(DATASET ENTRIES)
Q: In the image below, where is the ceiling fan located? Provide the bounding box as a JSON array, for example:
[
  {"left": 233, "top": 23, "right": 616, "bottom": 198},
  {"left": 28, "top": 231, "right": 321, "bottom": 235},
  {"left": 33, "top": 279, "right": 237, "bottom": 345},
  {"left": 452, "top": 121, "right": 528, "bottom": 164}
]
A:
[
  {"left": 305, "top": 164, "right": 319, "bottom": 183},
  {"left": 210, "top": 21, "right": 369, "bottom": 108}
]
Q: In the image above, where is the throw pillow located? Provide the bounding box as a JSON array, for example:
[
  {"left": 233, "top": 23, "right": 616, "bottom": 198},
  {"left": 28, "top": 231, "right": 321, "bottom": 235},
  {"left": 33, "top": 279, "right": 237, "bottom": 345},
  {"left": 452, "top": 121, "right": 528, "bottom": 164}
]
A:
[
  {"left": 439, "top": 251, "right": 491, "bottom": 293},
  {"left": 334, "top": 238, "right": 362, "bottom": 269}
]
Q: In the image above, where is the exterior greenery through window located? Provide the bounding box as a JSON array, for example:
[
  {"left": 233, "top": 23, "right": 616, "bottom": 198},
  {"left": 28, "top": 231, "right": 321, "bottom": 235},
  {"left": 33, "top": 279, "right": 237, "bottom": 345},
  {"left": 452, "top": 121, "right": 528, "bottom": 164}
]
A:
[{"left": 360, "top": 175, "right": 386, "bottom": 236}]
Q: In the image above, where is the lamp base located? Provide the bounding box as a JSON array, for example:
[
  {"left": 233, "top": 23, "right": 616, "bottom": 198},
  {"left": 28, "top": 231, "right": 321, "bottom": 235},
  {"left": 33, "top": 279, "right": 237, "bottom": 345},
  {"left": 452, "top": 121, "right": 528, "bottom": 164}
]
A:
(End DATASET ENTRIES)
→ **DIRECTIONS**: Find how many lines in the entries above use the word "example". Write the number alone.

→ **EXPECTED ANSWER**: 4